Studio album by High on Fire
- Released: February 1, 2005
- Recorded: Electrical Audio (Chicago, Illinois)
- Genre: Stoner metal, sludge metal
- Length: 53:23
- Label: Relapse Records
- Producer: Steve Albini

High on Fire chronology
| Surrounded by Thieves (2002) | Blessed Black Wings (2005) | Death Is This Communion (2007) |

= Blessed Black Wings =

Blessed Black Wings is the third studio album by American heavy metal band High on Fire. It would be the only with Joe Preston on bass who would be replaced by Jeff Matz.

The tracks "The Face of Oblivion" and "Cometh Down Hessian" are based on stories by horror fiction author H. P. Lovecraft, At the Mountains of Madness and The Hound, respectively. The vinyl version was released as a double LP and contains a bonus track, "Rapid Fire", originally by Judas Priest.

■ Materials provided:
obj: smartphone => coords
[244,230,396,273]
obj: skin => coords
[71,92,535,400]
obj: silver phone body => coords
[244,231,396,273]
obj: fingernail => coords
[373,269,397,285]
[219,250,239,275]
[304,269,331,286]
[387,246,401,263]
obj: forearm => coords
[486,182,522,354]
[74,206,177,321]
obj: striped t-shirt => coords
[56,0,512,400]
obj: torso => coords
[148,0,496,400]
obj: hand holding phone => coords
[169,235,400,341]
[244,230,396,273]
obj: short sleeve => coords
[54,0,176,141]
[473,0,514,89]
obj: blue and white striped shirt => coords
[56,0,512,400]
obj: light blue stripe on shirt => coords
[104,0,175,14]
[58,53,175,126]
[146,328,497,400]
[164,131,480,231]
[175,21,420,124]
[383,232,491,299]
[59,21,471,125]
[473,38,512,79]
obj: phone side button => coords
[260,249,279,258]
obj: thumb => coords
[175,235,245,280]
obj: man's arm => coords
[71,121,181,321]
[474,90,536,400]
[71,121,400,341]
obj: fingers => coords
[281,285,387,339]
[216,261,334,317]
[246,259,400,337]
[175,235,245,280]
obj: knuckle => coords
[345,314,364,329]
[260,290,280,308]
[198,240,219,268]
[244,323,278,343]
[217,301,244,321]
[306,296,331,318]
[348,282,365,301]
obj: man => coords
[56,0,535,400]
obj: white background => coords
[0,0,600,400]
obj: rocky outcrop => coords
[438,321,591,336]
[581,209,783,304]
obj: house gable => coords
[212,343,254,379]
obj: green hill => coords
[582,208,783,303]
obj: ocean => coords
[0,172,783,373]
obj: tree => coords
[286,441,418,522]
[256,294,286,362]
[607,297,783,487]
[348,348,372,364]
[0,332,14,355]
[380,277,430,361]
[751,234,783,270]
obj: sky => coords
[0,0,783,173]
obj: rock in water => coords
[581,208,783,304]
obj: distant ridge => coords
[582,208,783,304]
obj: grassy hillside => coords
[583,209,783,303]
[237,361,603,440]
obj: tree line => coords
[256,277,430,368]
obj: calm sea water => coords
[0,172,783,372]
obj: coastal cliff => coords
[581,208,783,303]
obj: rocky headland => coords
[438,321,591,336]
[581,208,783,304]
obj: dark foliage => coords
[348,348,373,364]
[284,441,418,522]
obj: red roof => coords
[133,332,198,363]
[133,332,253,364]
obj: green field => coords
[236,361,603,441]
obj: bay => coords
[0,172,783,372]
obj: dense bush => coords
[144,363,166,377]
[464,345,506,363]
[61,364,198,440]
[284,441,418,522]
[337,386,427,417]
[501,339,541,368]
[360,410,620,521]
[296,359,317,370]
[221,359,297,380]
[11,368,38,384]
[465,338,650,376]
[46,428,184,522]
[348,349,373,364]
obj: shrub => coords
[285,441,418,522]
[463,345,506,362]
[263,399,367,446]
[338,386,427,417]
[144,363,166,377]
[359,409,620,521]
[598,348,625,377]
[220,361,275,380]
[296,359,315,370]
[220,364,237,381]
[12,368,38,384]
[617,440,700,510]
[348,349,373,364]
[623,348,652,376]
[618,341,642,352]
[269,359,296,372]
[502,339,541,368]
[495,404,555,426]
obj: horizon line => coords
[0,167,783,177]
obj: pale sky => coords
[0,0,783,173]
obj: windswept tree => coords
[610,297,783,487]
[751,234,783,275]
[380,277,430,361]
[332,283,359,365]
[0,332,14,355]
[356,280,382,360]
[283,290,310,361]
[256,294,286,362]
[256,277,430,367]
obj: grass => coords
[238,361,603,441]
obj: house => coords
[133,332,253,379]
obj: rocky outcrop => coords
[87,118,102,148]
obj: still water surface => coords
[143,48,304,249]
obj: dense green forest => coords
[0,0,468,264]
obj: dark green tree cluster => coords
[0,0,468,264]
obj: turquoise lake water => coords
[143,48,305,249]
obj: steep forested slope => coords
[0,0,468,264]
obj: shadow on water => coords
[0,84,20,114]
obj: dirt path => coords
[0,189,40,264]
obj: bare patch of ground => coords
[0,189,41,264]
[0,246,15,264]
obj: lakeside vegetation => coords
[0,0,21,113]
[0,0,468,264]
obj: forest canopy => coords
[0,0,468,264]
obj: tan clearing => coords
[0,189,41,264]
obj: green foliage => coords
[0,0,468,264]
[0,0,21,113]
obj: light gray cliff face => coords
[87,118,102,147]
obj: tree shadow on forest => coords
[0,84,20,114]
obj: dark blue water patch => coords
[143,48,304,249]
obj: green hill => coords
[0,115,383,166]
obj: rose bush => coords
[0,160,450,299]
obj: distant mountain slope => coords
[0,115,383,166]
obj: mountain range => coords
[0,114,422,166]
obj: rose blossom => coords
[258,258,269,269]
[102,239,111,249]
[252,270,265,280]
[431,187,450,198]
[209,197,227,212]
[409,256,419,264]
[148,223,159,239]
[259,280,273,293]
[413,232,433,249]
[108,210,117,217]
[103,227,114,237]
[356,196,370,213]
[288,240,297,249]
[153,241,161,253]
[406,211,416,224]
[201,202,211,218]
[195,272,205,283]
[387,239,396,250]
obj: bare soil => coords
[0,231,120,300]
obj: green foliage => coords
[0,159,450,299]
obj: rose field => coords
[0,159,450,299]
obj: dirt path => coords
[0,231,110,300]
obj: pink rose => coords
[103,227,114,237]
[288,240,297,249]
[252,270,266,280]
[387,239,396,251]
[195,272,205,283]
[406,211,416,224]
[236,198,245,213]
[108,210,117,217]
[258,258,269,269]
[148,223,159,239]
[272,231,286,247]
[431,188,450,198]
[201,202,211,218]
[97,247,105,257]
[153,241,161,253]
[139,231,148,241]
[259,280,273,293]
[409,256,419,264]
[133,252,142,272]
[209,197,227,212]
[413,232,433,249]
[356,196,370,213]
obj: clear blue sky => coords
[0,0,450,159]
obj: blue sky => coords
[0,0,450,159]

■ Complete the following:
1) In the records, update the lines between the one holding "obj: distant ridge => coords" and the one holding "[87,118,102,148]", inclusive, changing "coords" to "bbox" and leaving everything else the same. Give back only those lines.
2) Write what comes next in the text about the album Blessed Black Wings, picking up after its last sentence.
The text and the records were taken from unrelated sources.

■ Answers below:
1)
obj: distant ridge => bbox
[582,208,783,304]
obj: grassy hillside => bbox
[583,209,783,303]
[237,361,603,440]
obj: tree line => bbox
[256,277,430,368]
obj: calm sea water => bbox
[0,172,783,372]
obj: coastal cliff => bbox
[581,208,783,303]
obj: rocky headland => bbox
[438,321,591,336]
[581,208,783,304]
obj: dark foliage => bbox
[348,348,373,364]
[284,441,418,522]
obj: red roof => bbox
[133,332,198,363]
[133,332,253,364]
obj: green field => bbox
[236,361,603,441]
obj: bay => bbox
[0,172,783,372]
obj: dense bush => bbox
[144,363,166,377]
[464,345,506,363]
[61,364,198,440]
[284,441,418,522]
[337,386,427,417]
[501,339,541,368]
[360,410,620,521]
[296,359,317,370]
[221,359,297,380]
[11,368,38,384]
[465,338,650,376]
[46,428,184,522]
[348,349,373,364]
obj: shrub => bbox
[285,441,418,522]
[463,345,506,362]
[263,399,367,446]
[338,386,427,417]
[144,363,166,377]
[359,409,620,521]
[598,348,625,377]
[220,361,275,380]
[296,359,315,370]
[220,364,237,381]
[12,368,38,384]
[617,440,700,510]
[348,349,373,364]
[623,348,652,376]
[618,341,642,352]
[269,359,296,372]
[502,339,541,368]
[495,404,555,426]
obj: horizon line => bbox
[0,167,783,177]
obj: pale sky => bbox
[0,0,783,173]
obj: windswept tree => bbox
[610,297,783,487]
[751,234,783,275]
[380,277,430,361]
[332,283,359,365]
[0,332,14,355]
[356,280,382,360]
[283,290,310,361]
[256,294,286,362]
[256,277,430,367]
obj: grass => bbox
[238,361,603,441]
obj: house => bbox
[133,332,253,379]
obj: rocky outcrop => bbox
[87,118,102,148]

2)
Blessed Black Wings was voted 48th in the '50 Greatest Albums of the 21st Century' by Kerrang! magazine. In 2013, the staff of Loudwire included the title track's main riff in their list of "the 10 Best Metal Riffs of the 2000s".

Professional ratings
Review scores
| Source | Rating |
| AllMusic | Star |
| Pitchfork Media | (7.3/10) |
| PopMatters | Star |

==Reception==
Blessed Black Wings was released to positive reception. Critics in particular praised Steve Albini's production of the album, with criticism mainly being pointed towards Matt Pike's vocals. Eduardo Rivadavia of AllMusic acknowledged Pike's appreciation of Celtic Frost noting the influence of the band in the closing instrumental "Sons of Thunder". Adrien Bergrand of PopMatters praised the album for being more listener-friendly akin to Neurosis's The Eye of Every Storm (also produced by Albini) while noting influence from Motörhead, Slayer, and Entombed. Sam Ubl has stated that Blessed Black Wings and its sharper and more agile sound will appeal to fans of Mastodon's Leviathan.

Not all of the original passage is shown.